WORK TO COMPLETE >>
Search the records for the string "rock" and copy every line in which it appears.

### INPUT RECORDS

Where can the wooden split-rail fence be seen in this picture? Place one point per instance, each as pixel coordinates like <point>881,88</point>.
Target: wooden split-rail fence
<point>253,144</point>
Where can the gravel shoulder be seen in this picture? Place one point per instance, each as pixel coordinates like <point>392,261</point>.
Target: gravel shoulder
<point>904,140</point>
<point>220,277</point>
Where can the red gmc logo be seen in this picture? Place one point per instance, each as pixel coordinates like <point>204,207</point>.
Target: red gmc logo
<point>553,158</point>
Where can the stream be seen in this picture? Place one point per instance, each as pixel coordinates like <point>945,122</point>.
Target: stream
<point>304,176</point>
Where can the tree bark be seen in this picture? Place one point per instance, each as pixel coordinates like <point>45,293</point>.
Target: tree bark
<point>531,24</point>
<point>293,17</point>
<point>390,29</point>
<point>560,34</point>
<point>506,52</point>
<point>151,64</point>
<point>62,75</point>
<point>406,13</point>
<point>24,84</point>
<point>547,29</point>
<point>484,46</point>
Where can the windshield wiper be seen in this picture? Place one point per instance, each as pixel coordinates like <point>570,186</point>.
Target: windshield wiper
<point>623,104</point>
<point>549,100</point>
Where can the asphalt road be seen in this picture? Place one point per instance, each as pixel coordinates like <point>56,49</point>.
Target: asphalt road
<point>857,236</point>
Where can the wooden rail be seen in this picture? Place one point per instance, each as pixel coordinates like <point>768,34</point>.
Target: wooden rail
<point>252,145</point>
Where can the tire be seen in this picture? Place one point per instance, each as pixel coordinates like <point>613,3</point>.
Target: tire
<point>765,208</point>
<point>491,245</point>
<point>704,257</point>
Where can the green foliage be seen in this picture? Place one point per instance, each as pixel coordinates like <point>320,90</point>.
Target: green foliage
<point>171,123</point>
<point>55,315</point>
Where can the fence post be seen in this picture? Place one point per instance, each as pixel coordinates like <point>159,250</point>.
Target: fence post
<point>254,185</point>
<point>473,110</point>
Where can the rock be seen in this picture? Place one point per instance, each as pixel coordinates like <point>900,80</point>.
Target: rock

######

REPLY TO THE EXERCISE >>
Where can the rock be seen in this picture? Place one point per instance, each as pixel coordinates like <point>900,80</point>.
Target: rock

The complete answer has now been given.